* TASK TO COMPLETE *
Count how many lines in the records below contain the string "decorative", treating uppercase and lowercase letters as different. Reply with the number only.

* SUPPLIED RECORDS *
- - - -

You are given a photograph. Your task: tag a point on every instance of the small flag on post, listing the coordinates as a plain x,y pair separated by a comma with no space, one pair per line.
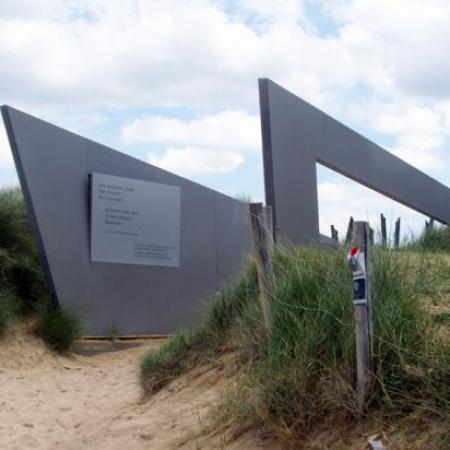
357,261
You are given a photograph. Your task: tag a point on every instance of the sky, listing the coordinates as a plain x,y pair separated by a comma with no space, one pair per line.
174,83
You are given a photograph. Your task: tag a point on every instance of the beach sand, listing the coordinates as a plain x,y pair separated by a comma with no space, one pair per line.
93,400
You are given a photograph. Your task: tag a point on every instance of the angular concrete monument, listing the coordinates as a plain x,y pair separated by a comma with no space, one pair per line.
297,135
131,247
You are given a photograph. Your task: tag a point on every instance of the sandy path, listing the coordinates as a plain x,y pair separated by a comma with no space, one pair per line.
94,402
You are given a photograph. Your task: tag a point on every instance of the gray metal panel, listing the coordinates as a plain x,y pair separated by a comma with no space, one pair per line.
296,135
54,167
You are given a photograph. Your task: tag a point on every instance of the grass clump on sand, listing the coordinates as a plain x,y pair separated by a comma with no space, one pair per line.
23,291
209,339
58,327
301,378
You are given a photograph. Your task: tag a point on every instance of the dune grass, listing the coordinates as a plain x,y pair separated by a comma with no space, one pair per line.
302,377
23,291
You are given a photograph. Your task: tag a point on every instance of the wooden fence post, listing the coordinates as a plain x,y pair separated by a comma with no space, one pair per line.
397,233
360,264
261,225
383,231
334,234
349,235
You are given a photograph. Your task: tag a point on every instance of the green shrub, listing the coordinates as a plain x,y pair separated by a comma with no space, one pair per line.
58,326
302,376
7,313
23,291
208,339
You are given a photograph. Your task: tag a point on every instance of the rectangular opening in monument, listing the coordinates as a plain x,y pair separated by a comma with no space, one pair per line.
341,198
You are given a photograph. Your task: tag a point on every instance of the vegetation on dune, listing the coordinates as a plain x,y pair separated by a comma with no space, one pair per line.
301,378
23,292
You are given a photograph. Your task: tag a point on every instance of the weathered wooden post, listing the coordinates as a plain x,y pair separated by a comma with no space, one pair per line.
349,234
261,224
383,231
360,265
397,233
334,234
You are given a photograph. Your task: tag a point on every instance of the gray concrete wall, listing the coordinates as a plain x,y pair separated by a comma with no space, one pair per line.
296,135
53,166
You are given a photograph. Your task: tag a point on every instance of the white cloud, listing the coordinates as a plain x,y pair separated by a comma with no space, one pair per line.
338,200
6,160
226,129
205,55
419,132
192,161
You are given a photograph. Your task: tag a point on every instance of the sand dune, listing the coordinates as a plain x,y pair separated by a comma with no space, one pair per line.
93,400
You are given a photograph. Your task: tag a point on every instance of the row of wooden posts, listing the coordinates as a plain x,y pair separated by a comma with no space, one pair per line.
261,224
349,235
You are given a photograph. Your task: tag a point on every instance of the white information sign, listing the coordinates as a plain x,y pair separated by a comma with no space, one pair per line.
134,221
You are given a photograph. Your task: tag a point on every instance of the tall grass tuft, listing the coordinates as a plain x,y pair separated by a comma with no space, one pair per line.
59,327
209,339
23,291
302,377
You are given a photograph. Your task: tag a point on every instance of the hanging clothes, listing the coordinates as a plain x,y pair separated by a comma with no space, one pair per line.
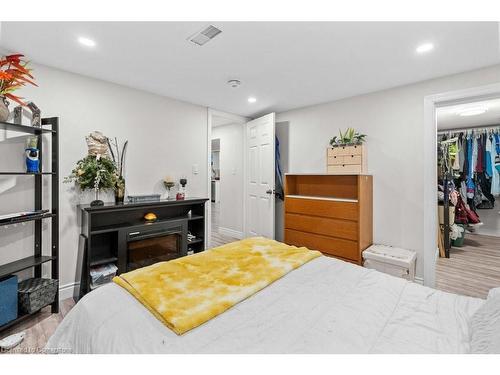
497,147
470,168
495,178
488,168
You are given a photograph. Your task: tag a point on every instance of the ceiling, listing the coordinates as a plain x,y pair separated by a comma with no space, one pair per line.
221,121
449,117
284,65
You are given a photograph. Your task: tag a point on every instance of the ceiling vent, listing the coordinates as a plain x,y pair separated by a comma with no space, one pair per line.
205,35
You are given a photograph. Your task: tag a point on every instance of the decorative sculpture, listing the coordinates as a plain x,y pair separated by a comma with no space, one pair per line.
32,155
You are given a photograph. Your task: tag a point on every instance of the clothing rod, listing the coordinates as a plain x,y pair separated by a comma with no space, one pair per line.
479,127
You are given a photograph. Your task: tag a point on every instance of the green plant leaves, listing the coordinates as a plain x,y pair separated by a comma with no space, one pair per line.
349,137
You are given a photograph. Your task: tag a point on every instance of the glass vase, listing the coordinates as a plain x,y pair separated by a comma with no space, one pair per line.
120,191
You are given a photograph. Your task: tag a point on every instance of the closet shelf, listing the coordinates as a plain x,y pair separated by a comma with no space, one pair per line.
24,128
322,198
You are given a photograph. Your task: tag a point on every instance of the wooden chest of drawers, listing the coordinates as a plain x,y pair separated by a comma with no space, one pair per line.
329,213
346,160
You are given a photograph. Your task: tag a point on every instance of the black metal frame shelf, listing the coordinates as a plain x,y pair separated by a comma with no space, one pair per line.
26,173
37,259
24,264
24,219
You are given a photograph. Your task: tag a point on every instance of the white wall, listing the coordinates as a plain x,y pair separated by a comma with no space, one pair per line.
166,137
393,120
231,178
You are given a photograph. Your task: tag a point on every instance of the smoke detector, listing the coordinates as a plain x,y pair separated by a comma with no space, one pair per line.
234,83
205,35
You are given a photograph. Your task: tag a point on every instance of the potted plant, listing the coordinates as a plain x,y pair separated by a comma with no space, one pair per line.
169,183
349,138
95,171
118,158
14,74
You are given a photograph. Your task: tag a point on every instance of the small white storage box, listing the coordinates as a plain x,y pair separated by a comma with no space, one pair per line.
391,260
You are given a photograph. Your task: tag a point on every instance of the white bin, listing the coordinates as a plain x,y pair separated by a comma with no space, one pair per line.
391,260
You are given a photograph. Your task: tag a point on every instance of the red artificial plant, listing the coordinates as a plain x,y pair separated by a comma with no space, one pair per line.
14,74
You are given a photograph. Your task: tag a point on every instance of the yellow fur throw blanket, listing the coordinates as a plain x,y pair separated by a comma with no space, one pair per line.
188,291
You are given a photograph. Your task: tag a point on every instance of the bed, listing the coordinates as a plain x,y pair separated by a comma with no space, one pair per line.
324,306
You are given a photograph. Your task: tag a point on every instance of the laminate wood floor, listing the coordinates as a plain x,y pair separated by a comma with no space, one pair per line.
42,326
471,270
38,329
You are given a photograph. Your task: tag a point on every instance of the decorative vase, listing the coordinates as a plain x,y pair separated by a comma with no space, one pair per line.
120,190
97,201
4,109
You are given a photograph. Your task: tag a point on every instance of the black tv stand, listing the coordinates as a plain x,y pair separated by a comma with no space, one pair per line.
108,230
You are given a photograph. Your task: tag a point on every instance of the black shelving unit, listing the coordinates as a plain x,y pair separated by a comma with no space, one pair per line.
50,126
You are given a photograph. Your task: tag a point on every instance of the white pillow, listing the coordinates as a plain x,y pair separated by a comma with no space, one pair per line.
485,326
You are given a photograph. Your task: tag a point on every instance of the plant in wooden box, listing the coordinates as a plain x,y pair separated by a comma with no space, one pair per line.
14,74
119,159
349,138
96,171
169,183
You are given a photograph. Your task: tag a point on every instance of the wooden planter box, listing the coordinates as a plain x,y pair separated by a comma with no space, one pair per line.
346,160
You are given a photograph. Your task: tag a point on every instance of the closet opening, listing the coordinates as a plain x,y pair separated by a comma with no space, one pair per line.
468,194
225,177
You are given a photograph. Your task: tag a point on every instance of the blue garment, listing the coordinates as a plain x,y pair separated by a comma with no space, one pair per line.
488,167
470,171
497,146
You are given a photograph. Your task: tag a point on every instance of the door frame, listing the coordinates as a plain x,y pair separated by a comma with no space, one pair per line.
208,208
245,175
431,102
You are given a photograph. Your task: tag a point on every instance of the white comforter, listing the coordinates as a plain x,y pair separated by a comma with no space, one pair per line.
325,306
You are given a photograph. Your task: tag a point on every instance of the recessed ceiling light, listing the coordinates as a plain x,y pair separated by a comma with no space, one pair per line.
425,47
86,42
471,111
234,83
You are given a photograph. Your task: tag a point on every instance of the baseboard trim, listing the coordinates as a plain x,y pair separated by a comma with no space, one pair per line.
67,291
231,233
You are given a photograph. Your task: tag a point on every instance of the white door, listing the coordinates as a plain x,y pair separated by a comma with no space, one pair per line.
259,177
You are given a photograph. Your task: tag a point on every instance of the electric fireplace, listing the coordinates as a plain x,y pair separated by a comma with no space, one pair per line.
147,245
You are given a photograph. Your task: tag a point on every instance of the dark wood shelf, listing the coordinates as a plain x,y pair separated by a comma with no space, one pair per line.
25,173
102,261
24,219
23,264
114,228
196,240
24,128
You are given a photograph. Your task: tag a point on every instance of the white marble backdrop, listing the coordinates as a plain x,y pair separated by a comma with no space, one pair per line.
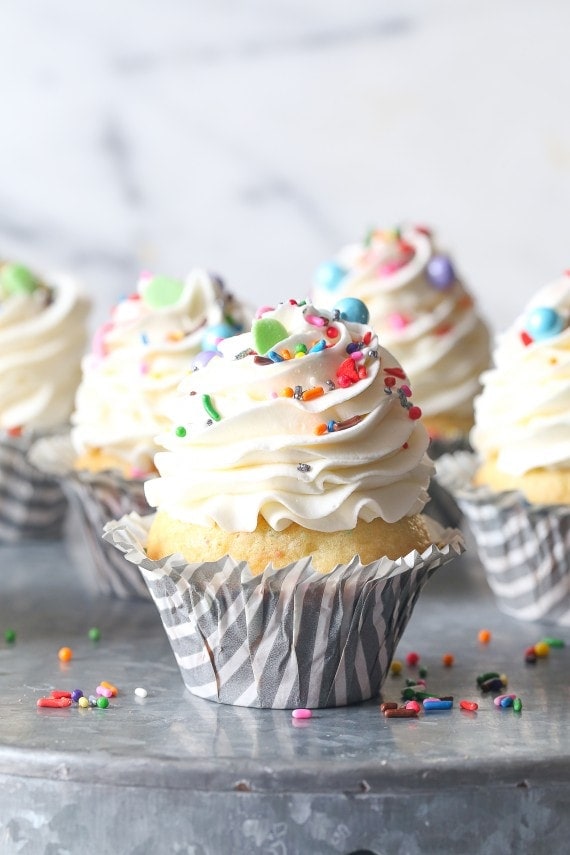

- - - -

* TASK ANSWER *
2